>> Begin

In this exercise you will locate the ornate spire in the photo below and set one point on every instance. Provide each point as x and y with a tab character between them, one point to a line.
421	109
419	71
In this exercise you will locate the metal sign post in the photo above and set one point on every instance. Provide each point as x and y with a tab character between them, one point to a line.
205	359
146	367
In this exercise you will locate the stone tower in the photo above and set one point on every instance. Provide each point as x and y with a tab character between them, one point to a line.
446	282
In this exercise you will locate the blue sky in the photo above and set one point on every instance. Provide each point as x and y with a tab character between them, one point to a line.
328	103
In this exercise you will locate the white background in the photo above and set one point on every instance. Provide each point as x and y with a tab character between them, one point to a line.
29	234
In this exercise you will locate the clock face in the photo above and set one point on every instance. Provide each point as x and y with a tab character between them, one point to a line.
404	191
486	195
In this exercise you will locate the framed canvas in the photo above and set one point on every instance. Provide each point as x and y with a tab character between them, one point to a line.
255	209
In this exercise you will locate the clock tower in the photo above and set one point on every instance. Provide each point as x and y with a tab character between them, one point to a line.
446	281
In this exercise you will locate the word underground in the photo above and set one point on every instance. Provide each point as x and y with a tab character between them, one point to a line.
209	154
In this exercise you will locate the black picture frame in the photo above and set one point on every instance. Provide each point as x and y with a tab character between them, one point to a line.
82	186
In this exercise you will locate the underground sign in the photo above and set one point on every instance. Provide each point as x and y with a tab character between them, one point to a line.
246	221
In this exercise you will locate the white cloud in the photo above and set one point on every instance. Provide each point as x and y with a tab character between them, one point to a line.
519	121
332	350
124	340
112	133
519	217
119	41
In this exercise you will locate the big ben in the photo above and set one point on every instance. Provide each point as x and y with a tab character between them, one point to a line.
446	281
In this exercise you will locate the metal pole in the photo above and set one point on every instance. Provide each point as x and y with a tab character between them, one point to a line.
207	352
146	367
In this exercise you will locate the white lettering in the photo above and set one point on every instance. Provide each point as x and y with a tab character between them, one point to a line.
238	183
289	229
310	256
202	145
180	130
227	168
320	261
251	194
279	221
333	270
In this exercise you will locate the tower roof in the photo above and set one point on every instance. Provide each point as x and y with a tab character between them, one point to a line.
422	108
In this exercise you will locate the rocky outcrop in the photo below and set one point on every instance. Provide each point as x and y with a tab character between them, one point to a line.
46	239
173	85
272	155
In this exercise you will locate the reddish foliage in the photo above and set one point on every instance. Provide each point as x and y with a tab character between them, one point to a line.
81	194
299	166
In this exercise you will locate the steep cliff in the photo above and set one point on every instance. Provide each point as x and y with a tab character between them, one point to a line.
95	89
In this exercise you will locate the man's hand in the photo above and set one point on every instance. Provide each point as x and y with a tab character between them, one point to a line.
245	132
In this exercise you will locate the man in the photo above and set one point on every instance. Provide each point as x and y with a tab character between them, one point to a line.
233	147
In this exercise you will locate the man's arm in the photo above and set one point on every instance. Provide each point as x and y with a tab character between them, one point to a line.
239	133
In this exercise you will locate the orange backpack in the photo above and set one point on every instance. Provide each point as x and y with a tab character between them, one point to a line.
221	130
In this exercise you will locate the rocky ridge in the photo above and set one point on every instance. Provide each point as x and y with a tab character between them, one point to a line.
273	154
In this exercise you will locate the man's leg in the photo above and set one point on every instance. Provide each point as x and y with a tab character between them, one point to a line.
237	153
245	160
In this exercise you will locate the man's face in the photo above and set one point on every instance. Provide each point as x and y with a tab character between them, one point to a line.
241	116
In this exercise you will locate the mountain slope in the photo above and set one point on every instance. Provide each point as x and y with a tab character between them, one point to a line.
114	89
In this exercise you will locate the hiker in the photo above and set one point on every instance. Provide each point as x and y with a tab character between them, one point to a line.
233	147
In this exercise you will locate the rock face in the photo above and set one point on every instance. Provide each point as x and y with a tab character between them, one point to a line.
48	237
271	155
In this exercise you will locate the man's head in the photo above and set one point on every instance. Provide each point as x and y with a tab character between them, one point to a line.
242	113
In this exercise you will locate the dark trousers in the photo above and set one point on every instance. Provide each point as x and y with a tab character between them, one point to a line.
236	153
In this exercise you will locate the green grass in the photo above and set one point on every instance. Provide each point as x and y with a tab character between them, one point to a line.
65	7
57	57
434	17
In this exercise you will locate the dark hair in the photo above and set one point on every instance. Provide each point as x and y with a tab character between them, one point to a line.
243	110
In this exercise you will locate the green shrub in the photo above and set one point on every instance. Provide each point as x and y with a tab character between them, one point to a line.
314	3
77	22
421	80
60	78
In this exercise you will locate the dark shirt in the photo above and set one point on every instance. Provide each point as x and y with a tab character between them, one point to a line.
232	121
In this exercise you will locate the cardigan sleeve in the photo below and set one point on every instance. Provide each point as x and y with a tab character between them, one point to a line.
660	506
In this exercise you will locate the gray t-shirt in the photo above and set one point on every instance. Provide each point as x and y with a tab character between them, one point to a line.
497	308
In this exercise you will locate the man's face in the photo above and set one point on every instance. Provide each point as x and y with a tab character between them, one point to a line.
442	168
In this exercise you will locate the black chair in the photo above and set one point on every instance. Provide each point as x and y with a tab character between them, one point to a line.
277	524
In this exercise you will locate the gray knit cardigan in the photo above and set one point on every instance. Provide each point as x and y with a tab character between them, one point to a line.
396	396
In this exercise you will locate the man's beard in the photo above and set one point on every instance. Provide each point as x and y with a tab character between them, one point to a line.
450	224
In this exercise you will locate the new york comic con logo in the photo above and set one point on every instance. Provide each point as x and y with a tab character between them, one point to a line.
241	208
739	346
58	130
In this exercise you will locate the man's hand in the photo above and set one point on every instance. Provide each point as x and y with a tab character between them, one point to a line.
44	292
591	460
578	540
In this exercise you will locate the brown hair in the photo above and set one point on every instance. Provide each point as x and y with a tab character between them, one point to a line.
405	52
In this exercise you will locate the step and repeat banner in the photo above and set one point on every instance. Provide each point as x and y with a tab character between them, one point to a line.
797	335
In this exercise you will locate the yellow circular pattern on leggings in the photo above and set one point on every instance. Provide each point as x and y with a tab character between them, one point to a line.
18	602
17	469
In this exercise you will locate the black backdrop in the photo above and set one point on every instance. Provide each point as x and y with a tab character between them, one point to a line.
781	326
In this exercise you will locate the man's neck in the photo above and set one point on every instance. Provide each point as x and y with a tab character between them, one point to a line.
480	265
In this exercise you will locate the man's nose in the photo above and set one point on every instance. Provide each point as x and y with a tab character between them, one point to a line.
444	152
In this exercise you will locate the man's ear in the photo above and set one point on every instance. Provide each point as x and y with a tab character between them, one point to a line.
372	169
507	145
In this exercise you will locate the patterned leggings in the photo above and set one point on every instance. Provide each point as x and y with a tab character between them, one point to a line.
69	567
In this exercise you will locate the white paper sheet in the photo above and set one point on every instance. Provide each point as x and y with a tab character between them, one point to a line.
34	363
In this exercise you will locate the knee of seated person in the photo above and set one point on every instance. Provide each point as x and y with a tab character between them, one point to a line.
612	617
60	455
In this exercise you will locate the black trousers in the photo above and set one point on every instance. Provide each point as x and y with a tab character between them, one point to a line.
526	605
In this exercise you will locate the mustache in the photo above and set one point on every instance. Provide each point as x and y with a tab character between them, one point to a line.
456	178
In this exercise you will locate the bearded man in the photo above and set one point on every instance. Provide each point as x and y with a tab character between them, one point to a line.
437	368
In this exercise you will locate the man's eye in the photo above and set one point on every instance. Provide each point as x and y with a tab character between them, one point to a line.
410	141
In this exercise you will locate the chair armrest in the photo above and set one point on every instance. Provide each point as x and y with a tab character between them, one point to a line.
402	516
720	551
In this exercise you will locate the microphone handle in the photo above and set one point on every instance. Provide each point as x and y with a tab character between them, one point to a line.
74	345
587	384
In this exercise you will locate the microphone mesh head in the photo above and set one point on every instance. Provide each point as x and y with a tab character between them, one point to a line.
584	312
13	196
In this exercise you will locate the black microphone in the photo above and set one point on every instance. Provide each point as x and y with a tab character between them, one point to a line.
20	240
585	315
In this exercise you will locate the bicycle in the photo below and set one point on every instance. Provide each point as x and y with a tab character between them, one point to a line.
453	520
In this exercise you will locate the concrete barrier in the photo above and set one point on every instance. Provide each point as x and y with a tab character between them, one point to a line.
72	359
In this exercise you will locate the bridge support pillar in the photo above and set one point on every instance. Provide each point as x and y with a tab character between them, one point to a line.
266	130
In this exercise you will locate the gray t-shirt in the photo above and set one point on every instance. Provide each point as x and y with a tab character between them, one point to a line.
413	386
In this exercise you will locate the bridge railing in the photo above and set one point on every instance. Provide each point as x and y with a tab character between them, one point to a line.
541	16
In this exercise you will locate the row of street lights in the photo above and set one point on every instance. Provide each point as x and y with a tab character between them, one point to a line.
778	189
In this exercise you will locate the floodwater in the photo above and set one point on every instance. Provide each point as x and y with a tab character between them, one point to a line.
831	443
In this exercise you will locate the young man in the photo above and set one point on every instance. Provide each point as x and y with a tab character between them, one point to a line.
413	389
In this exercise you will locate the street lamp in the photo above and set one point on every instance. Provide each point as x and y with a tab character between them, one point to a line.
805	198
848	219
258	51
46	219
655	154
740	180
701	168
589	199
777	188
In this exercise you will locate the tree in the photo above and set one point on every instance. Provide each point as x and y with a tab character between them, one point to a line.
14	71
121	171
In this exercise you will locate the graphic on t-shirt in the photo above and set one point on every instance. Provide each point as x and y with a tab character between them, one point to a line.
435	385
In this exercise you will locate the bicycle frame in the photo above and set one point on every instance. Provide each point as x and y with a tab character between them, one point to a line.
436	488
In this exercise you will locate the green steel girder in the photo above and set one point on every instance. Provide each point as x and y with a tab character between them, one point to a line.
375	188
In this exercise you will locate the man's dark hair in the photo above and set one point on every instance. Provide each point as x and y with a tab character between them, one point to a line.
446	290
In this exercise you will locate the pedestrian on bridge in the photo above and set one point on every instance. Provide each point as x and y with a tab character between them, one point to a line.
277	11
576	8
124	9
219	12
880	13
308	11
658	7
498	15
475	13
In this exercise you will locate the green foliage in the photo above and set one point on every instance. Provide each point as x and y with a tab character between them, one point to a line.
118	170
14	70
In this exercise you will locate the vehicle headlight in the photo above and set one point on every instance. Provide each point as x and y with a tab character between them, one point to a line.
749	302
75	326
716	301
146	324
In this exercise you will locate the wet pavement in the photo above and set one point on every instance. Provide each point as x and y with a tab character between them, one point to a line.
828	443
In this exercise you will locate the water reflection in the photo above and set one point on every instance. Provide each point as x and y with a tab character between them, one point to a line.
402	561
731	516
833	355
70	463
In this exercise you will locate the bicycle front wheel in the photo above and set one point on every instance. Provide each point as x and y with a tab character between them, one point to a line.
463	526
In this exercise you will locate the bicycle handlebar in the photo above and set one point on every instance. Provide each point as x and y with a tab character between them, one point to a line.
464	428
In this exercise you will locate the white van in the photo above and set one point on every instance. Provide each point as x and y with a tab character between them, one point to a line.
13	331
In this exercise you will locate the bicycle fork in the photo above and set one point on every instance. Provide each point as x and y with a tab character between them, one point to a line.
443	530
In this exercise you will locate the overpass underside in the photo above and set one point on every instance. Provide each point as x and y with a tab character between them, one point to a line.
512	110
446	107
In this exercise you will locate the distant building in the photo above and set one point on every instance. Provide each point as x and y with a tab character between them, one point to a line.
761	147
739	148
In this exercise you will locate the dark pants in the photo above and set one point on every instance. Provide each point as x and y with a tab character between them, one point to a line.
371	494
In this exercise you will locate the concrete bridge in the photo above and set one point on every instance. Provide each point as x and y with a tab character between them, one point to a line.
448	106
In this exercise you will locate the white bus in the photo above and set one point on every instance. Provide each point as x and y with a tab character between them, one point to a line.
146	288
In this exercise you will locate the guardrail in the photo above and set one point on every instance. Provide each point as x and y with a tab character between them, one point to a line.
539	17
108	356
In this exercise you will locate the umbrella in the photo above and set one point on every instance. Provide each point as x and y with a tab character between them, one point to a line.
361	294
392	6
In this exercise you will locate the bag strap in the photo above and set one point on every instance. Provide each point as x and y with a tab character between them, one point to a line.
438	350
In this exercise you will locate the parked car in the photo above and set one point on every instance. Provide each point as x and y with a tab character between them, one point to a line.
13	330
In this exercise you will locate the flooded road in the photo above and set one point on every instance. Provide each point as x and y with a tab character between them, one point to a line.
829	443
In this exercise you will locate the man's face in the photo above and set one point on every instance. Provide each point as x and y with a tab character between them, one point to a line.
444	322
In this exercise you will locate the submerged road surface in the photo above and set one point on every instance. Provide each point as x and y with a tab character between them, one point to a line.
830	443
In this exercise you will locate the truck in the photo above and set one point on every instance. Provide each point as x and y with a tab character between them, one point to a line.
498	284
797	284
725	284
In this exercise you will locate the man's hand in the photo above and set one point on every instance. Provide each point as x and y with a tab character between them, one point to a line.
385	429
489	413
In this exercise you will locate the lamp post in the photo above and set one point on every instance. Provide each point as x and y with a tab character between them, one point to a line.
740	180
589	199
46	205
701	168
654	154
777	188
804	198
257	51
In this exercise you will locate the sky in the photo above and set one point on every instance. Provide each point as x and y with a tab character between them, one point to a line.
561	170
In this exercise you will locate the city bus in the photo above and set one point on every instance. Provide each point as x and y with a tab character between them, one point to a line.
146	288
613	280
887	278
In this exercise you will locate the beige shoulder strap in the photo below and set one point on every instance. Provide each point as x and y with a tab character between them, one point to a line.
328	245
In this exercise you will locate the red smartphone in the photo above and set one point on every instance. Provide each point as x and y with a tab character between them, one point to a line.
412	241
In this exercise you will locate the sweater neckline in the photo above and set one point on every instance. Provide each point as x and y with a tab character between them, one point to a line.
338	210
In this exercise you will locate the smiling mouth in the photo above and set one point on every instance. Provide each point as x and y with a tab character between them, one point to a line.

>> End

**EXERCISE DESCRIPTION:**
Copy out exactly the lines between the line with "In this exercise you will locate the lamp" and the last line of the entries, counting both of those lines.

**FULL OUTPUT:**
In this exercise you will locate the lamp post in the photo above and set one point on every instance. Provide each point as x and y with a tab character between them, one point to a line.
740	180
589	199
46	205
701	168
654	154
777	188
804	198
257	51
In this exercise you will locate the sky in the photo above and set one point on every instance. Provide each point as x and y with a tab character between them, one point to a line.
561	170
In this exercise you will locate the city bus in the photo above and set one point on every instance. Provide each point as x and y with a tab character between them, one point to a line.
146	288
613	280
887	278
In this exercise you will locate the beige shoulder strap in the photo below and set one point on every instance. Provide each point as x and y with a tab character between them, one point to a line.
328	245
In this exercise you will locate the red smartphone in the photo above and set one point on every instance. Provide each point as x and y with a tab character between them, one point to a line.
412	241
In this exercise you will locate the sweater neckline in the photo above and set one point on every instance. Provide each point as x and y with a tab character between them, one point to a line.
338	210
In this exercise you will locate the smiling mouth in the photo above and set one point on every instance. Provide each point as x and y with a tab character between them, one point to a line.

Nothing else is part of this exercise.